:: WHAT IS BEING ASKED ::
Return, unchanged, every line of the entries below, from the line containing "Each instance of the grass" through the final line of the entries.

*** SOURCE MATERIAL

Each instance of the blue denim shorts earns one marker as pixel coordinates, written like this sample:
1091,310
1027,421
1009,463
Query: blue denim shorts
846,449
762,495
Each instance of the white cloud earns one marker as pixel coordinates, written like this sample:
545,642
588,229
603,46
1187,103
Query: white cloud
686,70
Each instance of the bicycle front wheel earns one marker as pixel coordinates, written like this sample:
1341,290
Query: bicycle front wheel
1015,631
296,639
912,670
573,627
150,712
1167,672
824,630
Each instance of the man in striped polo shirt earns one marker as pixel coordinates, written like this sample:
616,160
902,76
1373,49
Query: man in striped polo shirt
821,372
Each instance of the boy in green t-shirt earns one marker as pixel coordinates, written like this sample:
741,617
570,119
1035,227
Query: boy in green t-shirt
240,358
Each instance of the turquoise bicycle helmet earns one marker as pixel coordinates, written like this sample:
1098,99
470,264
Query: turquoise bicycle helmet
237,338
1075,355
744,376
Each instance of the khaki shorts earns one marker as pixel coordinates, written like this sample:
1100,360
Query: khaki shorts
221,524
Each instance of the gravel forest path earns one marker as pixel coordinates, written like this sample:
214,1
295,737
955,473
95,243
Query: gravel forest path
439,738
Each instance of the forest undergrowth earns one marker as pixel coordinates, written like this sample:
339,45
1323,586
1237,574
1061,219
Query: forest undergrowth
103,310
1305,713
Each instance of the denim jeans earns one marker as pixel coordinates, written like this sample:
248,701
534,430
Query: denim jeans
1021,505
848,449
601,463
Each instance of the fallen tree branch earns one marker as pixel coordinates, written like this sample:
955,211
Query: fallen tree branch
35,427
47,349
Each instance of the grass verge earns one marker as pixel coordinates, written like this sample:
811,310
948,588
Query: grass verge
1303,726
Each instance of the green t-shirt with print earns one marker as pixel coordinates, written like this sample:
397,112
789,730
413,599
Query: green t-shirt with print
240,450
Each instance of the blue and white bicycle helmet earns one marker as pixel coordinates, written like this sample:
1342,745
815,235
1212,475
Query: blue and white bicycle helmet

******

:: ANSWER FOR THE TASK ::
Each instance of the grass verge earns one marker as pixel coordinates, written like this sample:
811,310
948,588
Query: grass verge
1303,726
Each instance of the green t-shirt with print earns one marker as pixel coordinates, written like this sample:
397,112
789,730
413,599
Query: green t-shirt with print
240,450
Each instance of the blue and white bicycle helmet earns one marker as pixel coordinates, written like this sample:
1342,745
815,235
1212,475
Query: blue and white bicycle helmet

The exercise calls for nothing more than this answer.